** WHAT IS ASKED **
• 1. Reproduce the Intel 8254x driver thread verbatim, everything from "Mostly, now I'm" down to "reading them all)".
• 2. Carry on with the forum thread about the Intel 8254x driver crashing VirtualBox, picking up after its final post.

** DOCUMENT SECTION **
::::

Mostly, now I'm wondering how you'd feel about doing things very differently to what you've been told. Specifically:
  • Do a "global reset" of the device, and disable all of the "auto-link negotiation" (instead of trying to enable it)
  • Force the device to use its highest speed with full duplex and put it into "loopback mode"
  • Test the device by sending a few packets to itself and receiving them
  • Do a "link reset" of the device
  • Clear all the statistics back to zero (by reading them all)
  • Disable "loopback" and enable all of the "auto-link negotiation"

Cheers,

Brendan

Re: Intel 8254x driver crashes VirtualBox

Posted: Wed Sep 12, 2018 1:02 am
by linuxyne
For typical accesses to device/dma memory, what one needs is a pointer to volatile memory (volatile uint32_t *ptr) and not a volatile pointer to memory (uint32_t *volatile ptr).

Re: Intel 8254x driver crashes VirtualBox

Posted: Wed Sep 12, 2018 8:03 am
by mariuszp
Well, it doesn't work in QEMU either (but at least does not crash it. just fails to send or receive anything). I guess i'll continue debugging.

Re: Intel 8254x driver crashes VirtualBox

Posted: Thu Sep 13, 2018 4:10 am
by linuxyne
qemu's monitor can be used to enable traces for e1000x implementation.

::::

** ENTRIES PROVIDED **
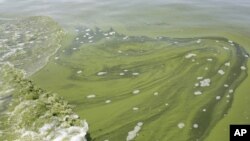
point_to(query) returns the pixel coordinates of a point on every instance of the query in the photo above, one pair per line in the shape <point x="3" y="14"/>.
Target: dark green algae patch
<point x="179" y="88"/>
<point x="168" y="88"/>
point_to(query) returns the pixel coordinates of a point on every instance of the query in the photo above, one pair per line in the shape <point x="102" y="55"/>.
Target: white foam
<point x="136" y="91"/>
<point x="231" y="91"/>
<point x="79" y="72"/>
<point x="226" y="48"/>
<point x="121" y="73"/>
<point x="101" y="73"/>
<point x="227" y="64"/>
<point x="221" y="72"/>
<point x="205" y="82"/>
<point x="190" y="55"/>
<point x="197" y="93"/>
<point x="195" y="125"/>
<point x="198" y="78"/>
<point x="135" y="108"/>
<point x="243" y="68"/>
<point x="209" y="59"/>
<point x="181" y="125"/>
<point x="135" y="73"/>
<point x="125" y="38"/>
<point x="198" y="41"/>
<point x="156" y="93"/>
<point x="111" y="33"/>
<point x="132" y="134"/>
<point x="196" y="84"/>
<point x="218" y="97"/>
<point x="107" y="101"/>
<point x="91" y="96"/>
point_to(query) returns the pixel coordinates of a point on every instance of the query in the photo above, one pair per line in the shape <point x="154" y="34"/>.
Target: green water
<point x="148" y="70"/>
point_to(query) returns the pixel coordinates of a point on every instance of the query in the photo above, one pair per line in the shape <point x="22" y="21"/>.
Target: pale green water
<point x="229" y="19"/>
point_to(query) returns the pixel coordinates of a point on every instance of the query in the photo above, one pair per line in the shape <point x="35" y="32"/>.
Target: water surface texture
<point x="134" y="70"/>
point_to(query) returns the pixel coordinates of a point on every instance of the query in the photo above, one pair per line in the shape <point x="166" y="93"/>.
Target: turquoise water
<point x="134" y="14"/>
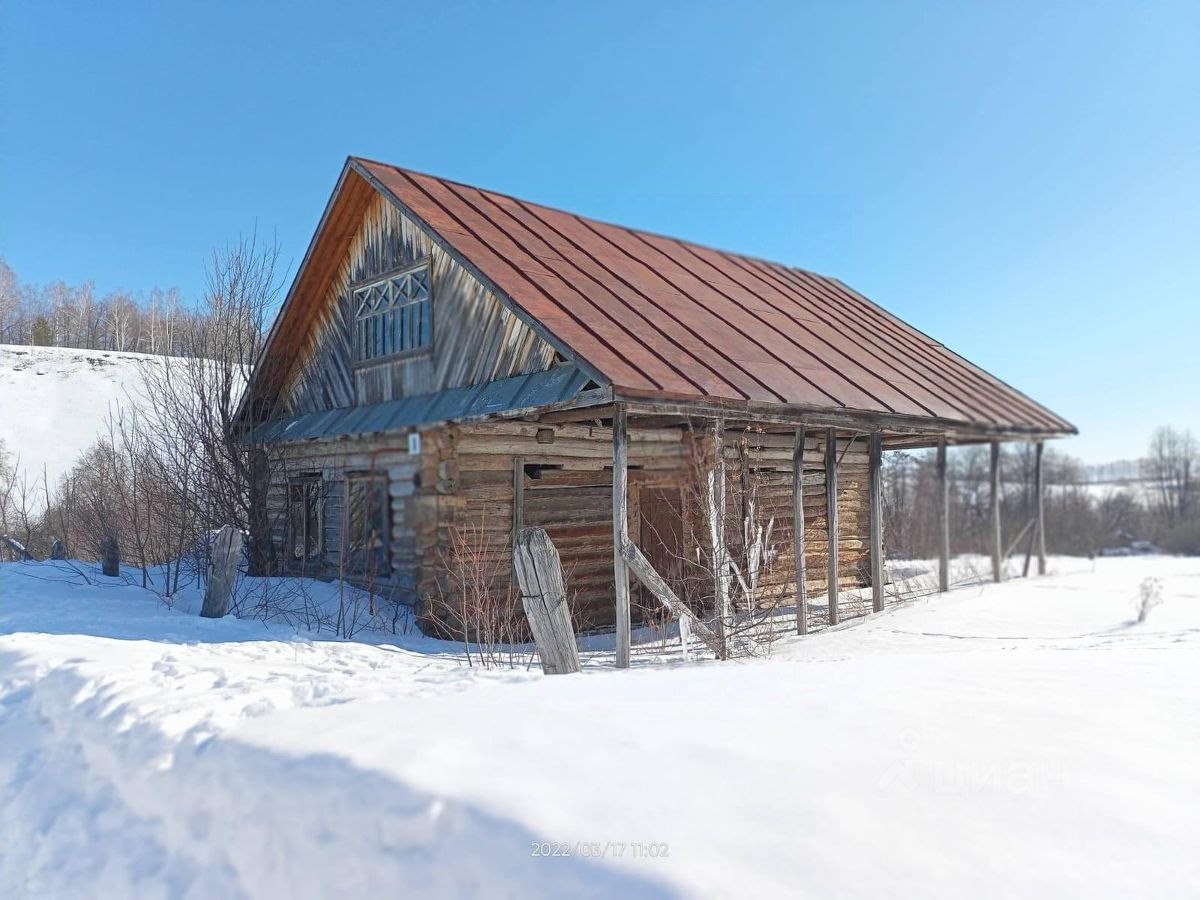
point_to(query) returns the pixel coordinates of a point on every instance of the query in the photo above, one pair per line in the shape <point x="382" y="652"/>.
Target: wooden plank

::::

** PER-TASK ANSWERS **
• 1.
Mostly, now I'm wondering how you'd feel about doing things very differently to what you've been told. Specifically:
  • Do a "global reset" of the device, and disable all of the "auto-link negotiation" (instead of trying to enable it)
  • Force the device to use its highest speed with full duplex and put it into "loopback mode"
  • Test the device by sending a few packets to itself and receiving them
  • Do a "link reset" of the device
  • Clear all the statistics back to zero (by reading them all)

• 2.
The monitor command is

Code: Select all

trace-event e1000* on
.

E: When processing the very first packet, it is correct to say that the card advances RDH from 0 to 1, and the driver changes RDT from NUM_RX_DESC to 1? If so, Qemu considers RDH == RDT as a condition where no buffers are available to place any received packets.

Code: Select all

. . .
nif->nextRX = (++index) & (NUM_RX_DESC-1);
volatile uint32_t * regRXTail = (volatile uint32_t *) (nif->mmioAddr + 0x2818);
*regRXTail = nif->nextRX;
. . .
E2: Does enabling interrupts and pci bus mastering, before the threads have been created and some registers have been set, create any races?

(E3: Perhaps that's what caused VBox to crash - dereferencing un-initialized RDB?)